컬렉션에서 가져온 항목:
****************************************

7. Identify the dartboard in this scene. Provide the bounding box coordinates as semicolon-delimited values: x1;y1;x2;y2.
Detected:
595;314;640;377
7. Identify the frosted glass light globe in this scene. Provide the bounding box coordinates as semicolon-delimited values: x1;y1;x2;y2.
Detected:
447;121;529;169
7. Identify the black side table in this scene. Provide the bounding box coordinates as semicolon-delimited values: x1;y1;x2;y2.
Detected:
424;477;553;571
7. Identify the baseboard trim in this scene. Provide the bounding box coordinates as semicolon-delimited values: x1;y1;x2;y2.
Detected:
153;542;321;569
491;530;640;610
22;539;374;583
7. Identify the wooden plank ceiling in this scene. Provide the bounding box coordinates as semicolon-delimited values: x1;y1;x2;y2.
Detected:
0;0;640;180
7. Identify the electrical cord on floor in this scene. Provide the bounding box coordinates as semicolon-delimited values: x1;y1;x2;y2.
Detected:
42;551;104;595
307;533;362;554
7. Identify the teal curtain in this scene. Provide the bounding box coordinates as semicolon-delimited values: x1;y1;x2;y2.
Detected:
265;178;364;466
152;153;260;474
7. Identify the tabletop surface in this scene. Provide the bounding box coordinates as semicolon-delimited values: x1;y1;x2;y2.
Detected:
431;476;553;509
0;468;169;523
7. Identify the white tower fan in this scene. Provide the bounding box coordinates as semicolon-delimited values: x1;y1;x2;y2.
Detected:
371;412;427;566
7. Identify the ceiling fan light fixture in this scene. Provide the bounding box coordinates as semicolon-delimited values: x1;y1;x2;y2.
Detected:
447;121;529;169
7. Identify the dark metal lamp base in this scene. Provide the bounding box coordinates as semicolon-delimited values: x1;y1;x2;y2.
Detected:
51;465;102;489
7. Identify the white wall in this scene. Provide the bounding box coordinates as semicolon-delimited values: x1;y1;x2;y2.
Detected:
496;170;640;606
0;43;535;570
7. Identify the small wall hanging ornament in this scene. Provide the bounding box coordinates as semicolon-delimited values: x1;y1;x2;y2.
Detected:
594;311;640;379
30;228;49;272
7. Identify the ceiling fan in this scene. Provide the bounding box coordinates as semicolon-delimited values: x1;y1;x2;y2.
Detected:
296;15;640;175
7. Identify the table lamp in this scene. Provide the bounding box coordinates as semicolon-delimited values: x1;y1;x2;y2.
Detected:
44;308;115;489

****************************************

=== 작업 지시 ===
"7. Identify the dark"이 포함된 줄에서 시작하여 "30;228;49;272"가 포함된 줄까지(양 끝 포함) 해당 줄들만 빈 줄을 제외하고 번호 목록으로 정리하시오.

=== 아래 결과 ===
1. 7. Identify the dark metal lamp base in this scene. Provide the bounding box coordinates as semicolon-delimited values: x1;y1;x2;y2.
2. Detected:
3. 51;465;102;489
4. 7. Identify the white wall in this scene. Provide the bounding box coordinates as semicolon-delimited values: x1;y1;x2;y2.
5. Detected:
6. 496;170;640;606
7. 0;43;535;570
8. 7. Identify the small wall hanging ornament in this scene. Provide the bounding box coordinates as semicolon-delimited values: x1;y1;x2;y2.
9. Detected:
10. 594;311;640;379
11. 30;228;49;272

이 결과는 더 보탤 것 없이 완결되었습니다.